__Do this__
Rescale everything from the line containing "the form (8,150);" down through the end of the items. Reproduce every line in that span and only those lines, multiplying each point coordinate in the answers by 0.95 and rounding to whole numbers with halves rounded up, and leave all other numbers, including the sample form, unchanged.

__Information shown__
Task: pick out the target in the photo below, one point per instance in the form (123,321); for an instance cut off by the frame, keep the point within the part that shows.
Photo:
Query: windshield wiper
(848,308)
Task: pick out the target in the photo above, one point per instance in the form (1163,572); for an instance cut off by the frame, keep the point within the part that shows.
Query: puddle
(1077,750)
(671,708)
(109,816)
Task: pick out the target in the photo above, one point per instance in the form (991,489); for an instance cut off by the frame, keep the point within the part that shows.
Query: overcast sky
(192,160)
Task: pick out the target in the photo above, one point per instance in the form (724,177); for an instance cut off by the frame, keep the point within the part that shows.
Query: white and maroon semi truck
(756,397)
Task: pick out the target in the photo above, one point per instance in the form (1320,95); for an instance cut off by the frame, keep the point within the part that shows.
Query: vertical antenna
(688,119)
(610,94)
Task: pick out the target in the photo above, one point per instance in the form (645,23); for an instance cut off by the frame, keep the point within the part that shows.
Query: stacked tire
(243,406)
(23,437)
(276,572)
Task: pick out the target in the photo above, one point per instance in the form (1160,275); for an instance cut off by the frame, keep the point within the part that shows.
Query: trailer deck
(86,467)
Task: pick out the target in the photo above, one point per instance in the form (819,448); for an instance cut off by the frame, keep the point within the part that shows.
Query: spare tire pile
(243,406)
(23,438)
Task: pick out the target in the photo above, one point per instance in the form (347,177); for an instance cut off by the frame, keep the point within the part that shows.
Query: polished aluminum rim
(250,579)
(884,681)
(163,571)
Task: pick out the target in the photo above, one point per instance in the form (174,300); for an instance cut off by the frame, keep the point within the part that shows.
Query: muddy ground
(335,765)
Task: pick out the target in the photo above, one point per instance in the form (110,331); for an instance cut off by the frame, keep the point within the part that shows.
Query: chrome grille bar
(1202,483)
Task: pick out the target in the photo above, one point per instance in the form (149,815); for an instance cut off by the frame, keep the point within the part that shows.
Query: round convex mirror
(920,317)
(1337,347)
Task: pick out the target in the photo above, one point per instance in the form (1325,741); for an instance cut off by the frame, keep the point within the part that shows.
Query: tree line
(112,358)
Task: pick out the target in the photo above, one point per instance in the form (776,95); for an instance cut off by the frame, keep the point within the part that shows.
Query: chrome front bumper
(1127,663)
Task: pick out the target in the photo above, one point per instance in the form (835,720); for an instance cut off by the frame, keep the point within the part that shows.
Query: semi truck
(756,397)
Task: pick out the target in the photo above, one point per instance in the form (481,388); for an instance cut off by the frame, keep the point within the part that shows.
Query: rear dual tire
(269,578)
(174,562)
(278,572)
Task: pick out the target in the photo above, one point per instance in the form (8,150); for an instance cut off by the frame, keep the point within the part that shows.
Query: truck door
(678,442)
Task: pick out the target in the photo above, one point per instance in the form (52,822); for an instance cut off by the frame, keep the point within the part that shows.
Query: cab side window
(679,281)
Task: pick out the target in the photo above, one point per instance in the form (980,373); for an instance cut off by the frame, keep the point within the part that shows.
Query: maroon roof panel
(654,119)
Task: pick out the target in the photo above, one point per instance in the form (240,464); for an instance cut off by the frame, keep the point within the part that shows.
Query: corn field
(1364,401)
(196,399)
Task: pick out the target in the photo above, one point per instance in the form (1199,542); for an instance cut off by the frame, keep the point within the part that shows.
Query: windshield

__Answer to the task__
Task: pick out the target in the photo above, one point per instance in the form (8,150); for an instance cut off by the frame, keep the point within the part that shows.
Query: truck door
(644,420)
Task: pick out the target in the photo above, one point per instance in the form (52,822); for an instance cut off by the frame, keep the point within the part that shows.
Query: cab side window
(645,267)
Task: pick out the target in the photo above, one point per instance in the form (980,373); for an instance cut off by the frame, keep the point within the part that shows.
Query: maroon roof panel
(621,113)
Task: pick out the target in the photo above, one point per instance in the form (240,464); for an instance cut off by the frame, keep the point within the part that shows.
Query: corn field
(1296,381)
(186,379)
Task: pick out the target in the photo above, one point per instance in the form (1199,542); for an instance cut off by the frame, keep the point within the part that shows.
Query: windshield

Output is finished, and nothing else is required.